Basile

A lightweight, brute-force framework for discrete code-based experimentations.

Sometimes, one wants to run an algorithm, a model, a simulation, ... with several combinations of parameters, in order to get insights on its behaviour. Or to find such a combination that maximizes some key figure. In many such cases, trial and error is time-consuming. Without tooling assistance, one often loses track of which combinations were tested, and what is the next parameter to tune up or down for the next scenario.

Basile is a such a tool. It doesn't do much but it's very light and simple to use. Also, it does not depend on a particular framework (e.g. Scikit-Learn's grid search), it is pure Python with no library dependency. It can be used in almost any situation where combinations of discrete parameters must be explored in a systematic way.

There are two important words in the above sentence:

discrete: each parameter may take a finite number of values, Basile will not sample from continuous intervals. If needed, invervals may can be discretized in any fashion, but it's your job
systematic (with combinations): Basile is not an optimizer, in that it won't guess the next most promising combination based in the outcome of the previous one. Nor does it pick values at random: it will try every single combination, predictably

Example

The package can be installed with pip:

pip install basile

Here is a showcase of the possibilities:

from dataclasses import dataclass
from basile import Either, count_realizations, realize_template

@dataclass
class Level2:
    field1: str

@dataclass
class Level1:
    field1: int
    field2: list
    field3: Level2

template = Level1(
    field1=1,
    field2=Either([2, 3, 4], [4, 5, 6]),
    field3=Level2(field1=Either('abc', 'def', 'ghi'))
)

n = count_realizations(template)
for i, concrete in enumerate(realize_template(template), 1):
    print(f'{i}/{n}', concrete)

The two classes Level1 and Level2 are representations of our parameters. We see that Level1 has a field with type Level2, showing that our substitutions can happen in many places, including down in an object hierarchy.

Then we define a template. It is a plain object (Level1 here), only with instances of Either objects here and there where we want our substitutions to take place. The template could as well be a list, a tuple or a dictionary, it does not matter, and in particular there is no Template type imposing constraints on the code expecting parameters.

The candidate values inside the Either(...) objects can be anything; the only limitation is that nested candidates are not supported (Either(1, 2, Either(4, 5))) is not ok and would not make much sense anyway).

Then we count the number of possible realizations and put it in a variable, to display it in the loop below.

Last comes the loop, where we iterate over the combinations of parameters with the realize_template() function. The latter will substitute parameter values in a deep copy of the template, yielding a fully baked object, concrete (the deep copy operation is performed at each iteration).

The concrete object is of type TemplateRealization. It has two attributes

specification, which holds a dictionary of substitutions (say, for logging purposes)
- keys are access paths to each candidate in the template (see concepts below for more explanations)
- values are the actual substitutions
realization, which holds an object with the same structure as the template, with no more Eithers in it. This is the item we would use in the core of our application

Note that Basile only works with iterators, it never materializes combinations in lists or other memory demanding structures. This makes it suitable for scenarios with high cardinalities leading to combinatorial explosion. Process time would certainly be a concern at this point, but not memory.

Recipes

As mentioned above, Basile does little in itself, and it's quite dumb. Here are some recipes for more elaborate needs.
※ ※ ※
» **EXERCISE REQUIREMENTS**:
[A] From the Basile overview, return the passage between "The candidate values" and "at each iteration).", inclusive.
[B] The code example in the Basile overview imports several names from the basile package. List all of them.
[C] Answer these questions using the Basile overview.
(i) What command installs the package?
(ii) What type is the concrete object yielded in the loop?
(iii) What kind of intervals will Basile not sample from?
※ ※ ※
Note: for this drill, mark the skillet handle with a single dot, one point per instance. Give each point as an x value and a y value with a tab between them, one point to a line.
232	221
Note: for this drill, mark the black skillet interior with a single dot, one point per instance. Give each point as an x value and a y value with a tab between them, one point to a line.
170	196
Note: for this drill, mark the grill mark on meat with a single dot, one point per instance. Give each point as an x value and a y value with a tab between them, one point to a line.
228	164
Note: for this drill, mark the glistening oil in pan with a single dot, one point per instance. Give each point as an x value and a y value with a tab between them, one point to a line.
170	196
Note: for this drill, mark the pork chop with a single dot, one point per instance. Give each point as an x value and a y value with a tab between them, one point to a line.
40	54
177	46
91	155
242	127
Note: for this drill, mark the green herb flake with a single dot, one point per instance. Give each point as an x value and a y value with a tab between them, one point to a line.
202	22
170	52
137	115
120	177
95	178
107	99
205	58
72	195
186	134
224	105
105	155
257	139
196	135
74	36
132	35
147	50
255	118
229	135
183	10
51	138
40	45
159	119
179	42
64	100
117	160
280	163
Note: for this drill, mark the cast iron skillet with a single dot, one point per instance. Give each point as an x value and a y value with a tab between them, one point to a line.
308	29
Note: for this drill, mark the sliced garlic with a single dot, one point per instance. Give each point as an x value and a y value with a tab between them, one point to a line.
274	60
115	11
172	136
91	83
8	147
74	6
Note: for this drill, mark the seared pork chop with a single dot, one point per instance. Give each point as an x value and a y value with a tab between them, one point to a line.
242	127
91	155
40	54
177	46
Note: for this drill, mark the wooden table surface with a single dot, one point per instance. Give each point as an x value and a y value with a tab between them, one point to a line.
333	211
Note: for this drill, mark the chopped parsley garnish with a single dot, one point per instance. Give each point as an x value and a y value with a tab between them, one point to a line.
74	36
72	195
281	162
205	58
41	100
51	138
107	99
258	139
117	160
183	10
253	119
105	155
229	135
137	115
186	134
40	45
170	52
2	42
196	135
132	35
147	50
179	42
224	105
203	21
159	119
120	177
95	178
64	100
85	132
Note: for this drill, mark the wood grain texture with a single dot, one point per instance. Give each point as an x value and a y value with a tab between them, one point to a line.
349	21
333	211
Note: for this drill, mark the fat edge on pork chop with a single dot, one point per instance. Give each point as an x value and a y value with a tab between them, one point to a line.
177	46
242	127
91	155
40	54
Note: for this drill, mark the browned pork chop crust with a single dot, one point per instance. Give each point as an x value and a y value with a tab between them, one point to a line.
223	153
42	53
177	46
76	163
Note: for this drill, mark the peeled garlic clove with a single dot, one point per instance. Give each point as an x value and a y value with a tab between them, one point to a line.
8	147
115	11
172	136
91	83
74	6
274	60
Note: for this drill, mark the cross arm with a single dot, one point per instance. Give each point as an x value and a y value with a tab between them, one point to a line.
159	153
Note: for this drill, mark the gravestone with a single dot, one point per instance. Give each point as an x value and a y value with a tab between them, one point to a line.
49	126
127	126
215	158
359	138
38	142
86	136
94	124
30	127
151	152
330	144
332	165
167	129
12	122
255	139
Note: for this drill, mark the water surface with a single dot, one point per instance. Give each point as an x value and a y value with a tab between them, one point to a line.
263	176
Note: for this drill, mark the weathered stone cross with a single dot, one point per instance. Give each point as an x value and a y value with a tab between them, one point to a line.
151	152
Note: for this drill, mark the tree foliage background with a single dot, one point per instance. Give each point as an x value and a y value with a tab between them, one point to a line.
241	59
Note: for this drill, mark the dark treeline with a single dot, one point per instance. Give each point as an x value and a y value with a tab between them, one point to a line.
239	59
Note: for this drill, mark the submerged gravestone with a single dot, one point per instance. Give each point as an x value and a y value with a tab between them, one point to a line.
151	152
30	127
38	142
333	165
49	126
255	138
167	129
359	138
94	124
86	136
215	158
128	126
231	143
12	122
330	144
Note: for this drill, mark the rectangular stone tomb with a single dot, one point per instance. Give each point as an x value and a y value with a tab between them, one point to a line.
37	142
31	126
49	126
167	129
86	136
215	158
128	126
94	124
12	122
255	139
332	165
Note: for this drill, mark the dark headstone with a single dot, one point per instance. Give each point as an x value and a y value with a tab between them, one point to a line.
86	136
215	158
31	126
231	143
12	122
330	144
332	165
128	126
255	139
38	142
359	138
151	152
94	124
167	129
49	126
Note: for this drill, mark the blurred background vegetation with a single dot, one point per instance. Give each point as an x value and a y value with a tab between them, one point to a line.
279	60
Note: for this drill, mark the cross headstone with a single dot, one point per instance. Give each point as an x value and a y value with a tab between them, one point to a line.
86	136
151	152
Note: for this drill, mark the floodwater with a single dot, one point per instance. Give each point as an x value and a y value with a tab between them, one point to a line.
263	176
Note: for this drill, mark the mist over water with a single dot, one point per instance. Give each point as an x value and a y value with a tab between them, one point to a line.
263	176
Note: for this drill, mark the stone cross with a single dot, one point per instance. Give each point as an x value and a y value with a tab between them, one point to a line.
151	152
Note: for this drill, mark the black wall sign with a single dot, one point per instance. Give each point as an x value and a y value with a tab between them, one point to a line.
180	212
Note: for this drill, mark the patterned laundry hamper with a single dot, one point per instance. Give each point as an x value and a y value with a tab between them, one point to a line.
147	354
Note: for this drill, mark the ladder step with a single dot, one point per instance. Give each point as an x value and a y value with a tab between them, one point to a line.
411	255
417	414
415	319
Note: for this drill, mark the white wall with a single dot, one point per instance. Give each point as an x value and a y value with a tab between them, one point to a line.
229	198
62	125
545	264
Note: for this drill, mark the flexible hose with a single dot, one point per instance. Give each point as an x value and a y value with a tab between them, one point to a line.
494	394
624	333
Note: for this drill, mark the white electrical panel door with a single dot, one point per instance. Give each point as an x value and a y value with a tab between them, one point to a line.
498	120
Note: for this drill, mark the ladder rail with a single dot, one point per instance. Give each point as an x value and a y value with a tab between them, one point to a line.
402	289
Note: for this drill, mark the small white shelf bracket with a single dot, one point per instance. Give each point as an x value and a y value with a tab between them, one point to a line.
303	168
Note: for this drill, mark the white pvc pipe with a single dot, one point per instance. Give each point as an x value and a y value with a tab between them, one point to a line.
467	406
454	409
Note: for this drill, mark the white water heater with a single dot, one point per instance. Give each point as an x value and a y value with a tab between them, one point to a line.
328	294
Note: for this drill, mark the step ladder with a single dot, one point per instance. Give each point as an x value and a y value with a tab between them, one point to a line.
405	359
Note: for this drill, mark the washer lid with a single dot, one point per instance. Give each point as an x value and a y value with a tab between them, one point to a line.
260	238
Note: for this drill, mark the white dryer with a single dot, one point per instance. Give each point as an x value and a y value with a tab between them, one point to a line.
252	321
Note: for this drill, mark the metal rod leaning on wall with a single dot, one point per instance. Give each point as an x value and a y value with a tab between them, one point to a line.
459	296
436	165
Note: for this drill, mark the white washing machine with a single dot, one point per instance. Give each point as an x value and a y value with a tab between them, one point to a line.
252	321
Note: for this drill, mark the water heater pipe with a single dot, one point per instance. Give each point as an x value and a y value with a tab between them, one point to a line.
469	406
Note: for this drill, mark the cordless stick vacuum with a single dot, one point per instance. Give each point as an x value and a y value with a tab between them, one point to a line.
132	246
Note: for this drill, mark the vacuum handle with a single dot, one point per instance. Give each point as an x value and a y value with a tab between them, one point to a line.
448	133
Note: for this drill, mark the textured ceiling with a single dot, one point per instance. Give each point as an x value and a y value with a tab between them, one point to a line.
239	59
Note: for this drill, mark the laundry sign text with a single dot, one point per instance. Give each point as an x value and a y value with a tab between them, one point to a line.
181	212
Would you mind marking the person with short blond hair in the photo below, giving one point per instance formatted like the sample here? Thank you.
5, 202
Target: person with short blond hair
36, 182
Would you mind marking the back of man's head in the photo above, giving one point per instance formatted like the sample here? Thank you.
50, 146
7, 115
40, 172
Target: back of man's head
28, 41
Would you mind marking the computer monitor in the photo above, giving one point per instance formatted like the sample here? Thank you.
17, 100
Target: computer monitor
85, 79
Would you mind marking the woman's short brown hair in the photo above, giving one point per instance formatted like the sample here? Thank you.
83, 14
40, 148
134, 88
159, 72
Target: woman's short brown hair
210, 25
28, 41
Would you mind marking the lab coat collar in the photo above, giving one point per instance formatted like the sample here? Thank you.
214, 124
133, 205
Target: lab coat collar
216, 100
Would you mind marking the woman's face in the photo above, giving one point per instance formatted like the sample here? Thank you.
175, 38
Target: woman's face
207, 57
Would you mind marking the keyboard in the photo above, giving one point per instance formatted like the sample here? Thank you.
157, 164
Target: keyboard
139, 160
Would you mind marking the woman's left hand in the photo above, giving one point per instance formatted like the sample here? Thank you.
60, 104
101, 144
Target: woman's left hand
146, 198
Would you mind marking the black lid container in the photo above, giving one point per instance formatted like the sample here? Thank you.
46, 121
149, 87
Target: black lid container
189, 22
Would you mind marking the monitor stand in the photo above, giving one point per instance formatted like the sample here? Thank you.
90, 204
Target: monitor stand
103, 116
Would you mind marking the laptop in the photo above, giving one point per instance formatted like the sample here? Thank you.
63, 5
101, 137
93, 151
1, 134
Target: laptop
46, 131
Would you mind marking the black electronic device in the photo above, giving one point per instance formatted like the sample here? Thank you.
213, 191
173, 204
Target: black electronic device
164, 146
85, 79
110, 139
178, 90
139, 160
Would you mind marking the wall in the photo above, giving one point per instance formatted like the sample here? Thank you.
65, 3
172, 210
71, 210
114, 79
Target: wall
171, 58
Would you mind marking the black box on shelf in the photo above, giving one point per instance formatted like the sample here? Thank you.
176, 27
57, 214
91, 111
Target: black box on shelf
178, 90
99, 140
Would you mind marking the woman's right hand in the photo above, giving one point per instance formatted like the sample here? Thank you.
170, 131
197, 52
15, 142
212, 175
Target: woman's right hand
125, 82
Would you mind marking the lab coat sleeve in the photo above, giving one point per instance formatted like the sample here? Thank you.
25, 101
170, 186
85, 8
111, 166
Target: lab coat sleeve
※ ※ ※
» **ANSWERS PROVIDED**:
[A]
The candidate values inside the Either(...) objects can be anything; the only limitation is that nested candidates are not supported (Either(1, 2, Either(4, 5))) is not ok and would not make much sense anyway).

Then we count the number of possible realizations and put it in a variable, to display it in the loop below.

Last comes the loop, where we iterate over the combinations of parameters with the realize_template() function. The latter will substitute parameter values in a deep copy of the template, yielding a fully baked object, concrete (the deep copy operation is performed at each iteration).

[B]
Either
count_realizations
realize_template

[C]
(i) pip install basile
(ii) TemplateRealization
(iii) Continuous intervals